Rewrite the part of the story about Dharmendra's accident between "Dharmendra was admitted" and "of brain trauma.", inclusive, using "clinic" in place of "hospital".

(TEXT UNDER STUDY)

It was yet another of those days when the young man had taken out his father’s car, lent to him grudgingly, with the mother peeping through the bedroom window of the palatial mansion to warn her son not to speed on the road. Dharmendra turned around to wave reassuringly to the parents as he took off at a respectable pace towards the gate. Once on the highway, with the heady sea breeze blowing on his face and his companions cheering him on, Dharmendra pressed the accelerator. That ill-fated night, Dharmendra, at the wheel, swerved to avoid a speeding motor bike and hit the roadside tree. His two companions escaped with mild injuries but Dharmendra suffered Traumatic Brain Injury (TBI). The road traffic accident was to change the course of his life drastically.
Dharmendra was admitted to a reputed city hospital in a semi conscious state, and was under acute care and close neurosurgical monitoring for several days. No seizure was reported. He was treated with corrective surgery for major physical injuries, which needed immediate attention as these multiple injuries, if left unattended, could add to the burden of brain trauma.

(End TEXT UNDER STUDY)
(EXCERPTED RECORDS)

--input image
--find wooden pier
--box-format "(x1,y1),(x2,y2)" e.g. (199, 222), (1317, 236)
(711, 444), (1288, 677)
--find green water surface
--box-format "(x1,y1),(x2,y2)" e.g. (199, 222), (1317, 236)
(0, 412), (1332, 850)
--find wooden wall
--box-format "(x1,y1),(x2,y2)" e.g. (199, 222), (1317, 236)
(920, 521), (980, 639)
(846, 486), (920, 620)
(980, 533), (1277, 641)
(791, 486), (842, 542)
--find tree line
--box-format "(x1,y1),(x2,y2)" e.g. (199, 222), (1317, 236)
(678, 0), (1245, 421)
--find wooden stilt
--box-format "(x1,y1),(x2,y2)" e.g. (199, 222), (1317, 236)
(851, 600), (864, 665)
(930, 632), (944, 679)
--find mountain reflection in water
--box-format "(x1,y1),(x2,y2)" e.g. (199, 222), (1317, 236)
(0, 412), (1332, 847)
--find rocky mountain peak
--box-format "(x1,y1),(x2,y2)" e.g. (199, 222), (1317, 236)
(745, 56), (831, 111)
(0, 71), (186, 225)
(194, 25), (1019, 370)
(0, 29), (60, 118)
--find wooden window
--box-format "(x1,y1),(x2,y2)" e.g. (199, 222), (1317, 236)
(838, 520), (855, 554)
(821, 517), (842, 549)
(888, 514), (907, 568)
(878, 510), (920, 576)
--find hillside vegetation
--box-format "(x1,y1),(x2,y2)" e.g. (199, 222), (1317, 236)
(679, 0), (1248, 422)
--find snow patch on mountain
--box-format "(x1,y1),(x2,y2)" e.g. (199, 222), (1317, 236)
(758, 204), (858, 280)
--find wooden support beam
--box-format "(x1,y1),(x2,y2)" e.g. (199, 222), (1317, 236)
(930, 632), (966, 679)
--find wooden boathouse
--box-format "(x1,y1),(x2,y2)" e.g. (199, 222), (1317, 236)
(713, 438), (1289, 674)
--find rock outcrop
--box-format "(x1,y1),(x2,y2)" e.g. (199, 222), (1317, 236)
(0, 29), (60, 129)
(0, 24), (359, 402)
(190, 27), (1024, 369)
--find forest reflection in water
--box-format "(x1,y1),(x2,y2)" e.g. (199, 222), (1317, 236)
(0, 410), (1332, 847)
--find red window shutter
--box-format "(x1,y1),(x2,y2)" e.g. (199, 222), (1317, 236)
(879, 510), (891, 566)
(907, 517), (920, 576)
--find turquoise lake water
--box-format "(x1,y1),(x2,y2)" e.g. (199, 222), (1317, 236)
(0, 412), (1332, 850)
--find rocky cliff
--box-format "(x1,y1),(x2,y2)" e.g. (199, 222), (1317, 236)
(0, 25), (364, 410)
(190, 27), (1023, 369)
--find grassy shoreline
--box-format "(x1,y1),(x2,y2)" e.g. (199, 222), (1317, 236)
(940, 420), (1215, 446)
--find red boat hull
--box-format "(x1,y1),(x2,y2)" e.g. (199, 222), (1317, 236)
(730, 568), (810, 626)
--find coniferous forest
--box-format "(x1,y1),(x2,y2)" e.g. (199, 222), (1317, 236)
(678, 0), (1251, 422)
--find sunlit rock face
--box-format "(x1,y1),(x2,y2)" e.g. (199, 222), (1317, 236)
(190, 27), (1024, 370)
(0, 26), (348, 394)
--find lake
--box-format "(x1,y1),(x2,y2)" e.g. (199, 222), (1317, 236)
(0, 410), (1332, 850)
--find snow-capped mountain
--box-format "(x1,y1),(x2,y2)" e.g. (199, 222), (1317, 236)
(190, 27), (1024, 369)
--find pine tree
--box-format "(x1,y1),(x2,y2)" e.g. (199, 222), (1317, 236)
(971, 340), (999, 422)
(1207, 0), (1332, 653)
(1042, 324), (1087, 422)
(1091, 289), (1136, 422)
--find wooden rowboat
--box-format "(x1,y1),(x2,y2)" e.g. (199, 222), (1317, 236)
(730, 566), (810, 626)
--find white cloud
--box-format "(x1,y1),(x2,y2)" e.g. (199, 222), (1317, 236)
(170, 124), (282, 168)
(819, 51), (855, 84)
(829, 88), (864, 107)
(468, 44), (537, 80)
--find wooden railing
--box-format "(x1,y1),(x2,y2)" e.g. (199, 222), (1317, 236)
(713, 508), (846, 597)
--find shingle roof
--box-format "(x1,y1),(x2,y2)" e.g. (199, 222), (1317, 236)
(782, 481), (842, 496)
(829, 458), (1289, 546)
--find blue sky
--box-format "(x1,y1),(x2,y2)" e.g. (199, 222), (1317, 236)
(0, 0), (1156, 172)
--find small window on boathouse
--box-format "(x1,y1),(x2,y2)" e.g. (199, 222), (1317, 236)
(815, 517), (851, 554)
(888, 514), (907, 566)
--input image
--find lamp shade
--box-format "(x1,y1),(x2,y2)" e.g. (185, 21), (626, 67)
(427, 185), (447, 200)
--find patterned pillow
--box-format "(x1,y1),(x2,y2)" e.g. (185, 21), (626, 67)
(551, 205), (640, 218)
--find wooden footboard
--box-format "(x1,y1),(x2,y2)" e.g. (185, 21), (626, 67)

(End EXCERPTED RECORDS)

WRITTEN SOLUTION
Dharmendra was admitted to a reputed city clinic in a semi conscious state, and was under acute care and close neurosurgical monitoring for several days. No seizure was reported. He was treated with corrective surgery for major physical injuries, which needed immediate attention as these multiple injuries, if left unattended, could add to the burden of brain trauma.